To do:
Rewrite the items below as a two-column CSV with the header columns "prompt" and "points", one row per item, giving its text and its answer. Put each value in a single quoted field and replace any line breaks with spaces.

Items listed in a dataset:
━━━
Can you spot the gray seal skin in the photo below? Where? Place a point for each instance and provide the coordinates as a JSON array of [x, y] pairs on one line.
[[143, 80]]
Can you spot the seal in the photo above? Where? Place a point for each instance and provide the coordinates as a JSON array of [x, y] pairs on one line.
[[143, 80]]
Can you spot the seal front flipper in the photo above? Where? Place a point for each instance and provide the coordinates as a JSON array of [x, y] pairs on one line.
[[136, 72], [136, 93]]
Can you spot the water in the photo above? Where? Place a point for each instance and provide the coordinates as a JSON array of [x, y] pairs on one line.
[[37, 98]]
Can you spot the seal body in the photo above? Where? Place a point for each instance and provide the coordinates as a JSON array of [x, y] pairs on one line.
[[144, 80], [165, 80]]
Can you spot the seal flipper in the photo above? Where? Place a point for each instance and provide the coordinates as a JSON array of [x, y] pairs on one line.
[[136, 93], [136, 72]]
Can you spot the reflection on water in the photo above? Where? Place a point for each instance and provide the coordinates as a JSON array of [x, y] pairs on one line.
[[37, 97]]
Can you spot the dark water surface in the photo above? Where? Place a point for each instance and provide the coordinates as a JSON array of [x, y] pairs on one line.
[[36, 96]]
━━━
Task answer:
prompt,points
"Can you spot the gray seal skin in the photo below? Where? Place a point for each instance and provide the coordinates as a JSON array of [x, y] pairs on one line.","[[143, 80]]"
"Can you spot the seal in the photo above? Where? Place a point for each instance and provide the coordinates as a JSON array of [x, y] pairs on one line.","[[143, 80]]"
"Can you spot the seal front flipper in the photo above? Where? Place a point for each instance and provide the coordinates as a JSON array of [x, y] pairs on one line.","[[136, 72], [136, 93]]"
"Can you spot the water in the photo above? Where? Place a point for each instance and provide the coordinates as a JSON array of [x, y] pairs on one line.","[[37, 98]]"
"Can you spot the seal body in the photo above? Where? Place a point for each instance and provide the coordinates as a JSON array of [x, y] pairs on one line.","[[144, 80], [165, 80]]"
"Can you spot the seal flipper in the photo above? Where? Place a point for each instance and provide the coordinates as a JSON array of [x, y] pairs on one line.","[[136, 93], [136, 72]]"
"Can you spot the reflection on water in the photo above? Where? Place a point for each instance and provide the coordinates as a JSON array of [x, y] pairs on one line.","[[37, 97]]"
"Can you spot the dark water surface in the photo above? Where? Place a point for each instance and provide the coordinates as a JSON array of [x, y] pairs on one line.","[[36, 96]]"